● **To do**
Rewrite every one of the rows below, changing "return bounding boxes for" to "mark bounding boxes for" and leaving everything else as it stands. Omit the pictures from your answer.

── Exercise materials ──

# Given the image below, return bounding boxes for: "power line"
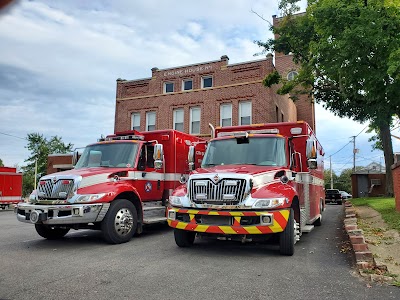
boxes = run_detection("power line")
[0,132,28,141]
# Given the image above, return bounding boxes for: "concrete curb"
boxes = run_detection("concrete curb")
[344,200,394,283]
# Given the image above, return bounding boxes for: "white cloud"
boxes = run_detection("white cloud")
[0,0,392,176]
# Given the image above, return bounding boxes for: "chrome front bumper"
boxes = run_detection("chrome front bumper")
[14,203,110,225]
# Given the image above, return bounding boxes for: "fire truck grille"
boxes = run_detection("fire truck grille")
[38,179,74,199]
[189,178,246,205]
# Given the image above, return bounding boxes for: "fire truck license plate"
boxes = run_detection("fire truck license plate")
[201,216,233,226]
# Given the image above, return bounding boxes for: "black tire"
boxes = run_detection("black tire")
[35,224,69,240]
[174,228,196,247]
[101,199,138,244]
[279,208,295,256]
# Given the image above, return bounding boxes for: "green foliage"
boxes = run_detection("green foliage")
[351,198,400,232]
[22,133,73,196]
[258,0,400,194]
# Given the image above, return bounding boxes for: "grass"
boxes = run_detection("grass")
[350,198,400,232]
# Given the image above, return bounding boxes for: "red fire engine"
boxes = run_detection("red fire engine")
[0,167,22,209]
[16,130,205,244]
[167,122,325,255]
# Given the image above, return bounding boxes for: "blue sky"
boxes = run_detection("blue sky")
[0,0,400,173]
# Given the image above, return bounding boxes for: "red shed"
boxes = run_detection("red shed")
[0,167,22,209]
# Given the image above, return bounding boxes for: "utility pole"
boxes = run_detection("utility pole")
[352,135,358,173]
[329,156,333,189]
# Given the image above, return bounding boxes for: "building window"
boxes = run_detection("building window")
[371,179,381,185]
[239,101,251,125]
[190,107,201,134]
[173,108,183,131]
[131,113,140,131]
[220,103,232,127]
[164,82,174,94]
[146,111,156,131]
[182,79,193,91]
[287,71,299,81]
[201,76,212,89]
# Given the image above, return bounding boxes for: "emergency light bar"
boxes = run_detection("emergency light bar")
[217,128,279,137]
[97,135,144,142]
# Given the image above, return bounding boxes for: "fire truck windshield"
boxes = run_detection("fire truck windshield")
[75,142,138,169]
[201,137,287,167]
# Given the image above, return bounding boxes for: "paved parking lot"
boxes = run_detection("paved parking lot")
[0,205,400,300]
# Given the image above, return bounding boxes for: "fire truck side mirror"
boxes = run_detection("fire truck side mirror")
[188,146,195,171]
[153,144,164,170]
[306,139,317,159]
[72,150,79,166]
[307,158,317,170]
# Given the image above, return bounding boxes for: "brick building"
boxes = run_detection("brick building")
[114,54,315,136]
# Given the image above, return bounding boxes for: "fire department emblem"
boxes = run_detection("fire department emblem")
[213,174,219,183]
[144,181,153,193]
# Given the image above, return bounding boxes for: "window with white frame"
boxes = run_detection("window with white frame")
[182,79,193,91]
[239,101,251,125]
[146,111,156,131]
[190,107,201,134]
[131,113,140,131]
[201,76,213,89]
[173,108,184,131]
[287,71,299,81]
[164,82,174,94]
[220,103,232,127]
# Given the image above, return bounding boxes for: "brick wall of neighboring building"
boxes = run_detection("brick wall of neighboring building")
[392,162,400,212]
[47,154,73,174]
[114,54,315,134]
[272,14,316,132]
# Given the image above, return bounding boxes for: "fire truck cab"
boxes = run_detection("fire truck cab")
[0,167,22,209]
[15,130,205,244]
[167,122,325,255]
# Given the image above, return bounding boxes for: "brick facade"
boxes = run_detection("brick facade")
[272,14,316,132]
[114,54,315,135]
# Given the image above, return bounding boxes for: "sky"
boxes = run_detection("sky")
[0,0,400,174]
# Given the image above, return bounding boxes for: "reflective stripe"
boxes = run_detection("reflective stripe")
[168,208,290,234]
[79,171,186,188]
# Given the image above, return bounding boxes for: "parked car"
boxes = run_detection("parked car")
[325,189,343,205]
[339,191,353,199]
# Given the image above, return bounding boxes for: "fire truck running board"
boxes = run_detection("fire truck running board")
[143,217,167,225]
[301,225,314,233]
[143,206,165,211]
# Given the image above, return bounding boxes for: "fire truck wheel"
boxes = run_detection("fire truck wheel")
[174,228,196,247]
[101,199,138,244]
[35,224,69,240]
[279,208,296,256]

───

● **Output of the exercise**
# Given the image below, mark bounding boxes for: "power line"
boxes = run_detection("power line")
[0,132,28,141]
# Given the image above, mark bounding boxes for: "concrete curb"
boxes = run_detection("concrete curb")
[344,200,394,283]
# Given the image above, mark bounding boxes for: "white cloud"
boxes = run_detection("white cloud")
[0,0,392,176]
# Given the image above, mark bounding boxes for: "chrome front bumper"
boxes = run_detection("chrome front bumper")
[14,203,110,225]
# Given the image above, mark bounding boxes for: "fire truck grille"
boxes = run_detection("fire truck grille")
[38,179,74,199]
[189,178,246,205]
# Given the image above, mark bounding boxes for: "fire truck license plate"
boxes = run_detection("fire truck license plate")
[201,216,233,226]
# Given the image above, mark bounding boxes for: "black tire"
boxes = run_detection("black tire")
[35,224,69,240]
[174,228,196,247]
[101,199,138,244]
[279,208,295,256]
# Given the image above, mark bounding boxes for: "green foliage"
boxes = run_detection("green foliage")
[351,198,400,232]
[22,133,73,196]
[258,0,400,194]
# Given the image above, mark bounding boxes for: "grass"
boxes = run_detection("grass")
[350,198,400,232]
# Given the image above, mark bounding boxes for: "red fire engine"
boxes = run_detection("red fire engine")
[0,167,22,209]
[16,130,205,244]
[167,122,325,255]
# Given the image above, mark bounding boxes for: "blue sky"
boxes = run_detection("blue sky")
[0,0,400,173]
# Given the image above, mark bounding boxes for: "red shed"
boxes = run_detection("red shed")
[0,167,22,209]
# Given the image above, mark bounding boxes for: "utility pole"
boxes = run_detection("utility pole")
[352,135,358,173]
[329,156,333,189]
# Given the image above, mark bounding boxes for: "building window"
boxes = run_detection("building window")
[371,179,381,185]
[239,101,251,125]
[190,107,201,134]
[173,108,183,131]
[131,113,140,131]
[220,103,232,127]
[164,82,174,94]
[146,111,156,131]
[182,79,193,91]
[287,71,299,81]
[201,76,212,89]
# Given the image above, mark bounding boxes for: "emergency light bar"
boxes = run_detection("emergency light bar")
[217,128,279,137]
[97,135,144,142]
# Given the image above, mark bounding boxes for: "fire truck windshield"
boxes = run_detection("fire truck windshield")
[75,142,138,169]
[201,137,287,167]
# Given the image above, mark bounding boxes for: "paved parking lot"
boxes = run_detection("paved parking lot")
[0,205,400,300]
# Given the image above, mark bounding boxes for: "fire truck side mirror"
boxes = run_detection("fire truck side mirror")
[188,146,195,171]
[153,144,164,170]
[306,139,317,159]
[72,150,79,166]
[307,158,317,170]
# Given the image above, mark bounding boxes for: "brick building"
boxes = run_detection("brick building")
[114,54,315,136]
# Given the image above, mark bounding boxes for: "fire department emblem"
boxes = run_detection("fire department emblem")
[213,174,219,183]
[144,181,153,193]
# Given the image above, mark bounding boxes for: "window with white frame"
boxes = run_detection("window with white frame")
[182,79,193,91]
[239,101,251,125]
[146,111,156,131]
[190,107,201,134]
[131,113,140,131]
[201,76,213,89]
[173,108,184,131]
[287,71,299,81]
[164,82,174,94]
[220,103,232,127]
# Given the image above, mark bounding boxes for: "brick wall of neighboring building"
boxes = run_detection("brick wall of neighboring building")
[392,162,400,212]
[47,154,73,174]
[114,54,315,134]
[272,14,316,132]
# Given the image above, mark bounding boxes for: "fire truck cab"
boxes = run_detection("fire truck cab")
[0,167,22,209]
[15,130,205,244]
[167,122,325,255]
# Given the image above, mark bounding boxes for: "brick facade"
boxes = run_detection("brick facade")
[272,14,316,132]
[114,54,315,135]
# Given the image above, mark bounding boxes for: "sky"
boxes = run_detection("sky")
[0,0,400,174]
# Given the image above, mark bounding boxes for: "reflective stripe"
boxes = run_detection("reflective stripe")
[168,208,290,234]
[79,171,186,188]
# Given the image above, mark bounding boxes for: "parked car"
boxes = run_detection("parked car")
[325,189,343,205]
[339,191,353,199]
# Given the image above, mark bounding boxes for: "fire truck running board"
boxes = run_detection("fire truck running board")
[143,217,167,225]
[301,225,314,233]
[143,206,165,211]
# Given the image above, mark bounding boxes for: "fire truck wheel"
boxes = run_detection("fire truck wheel")
[174,228,196,247]
[101,199,138,244]
[35,224,69,240]
[279,208,296,256]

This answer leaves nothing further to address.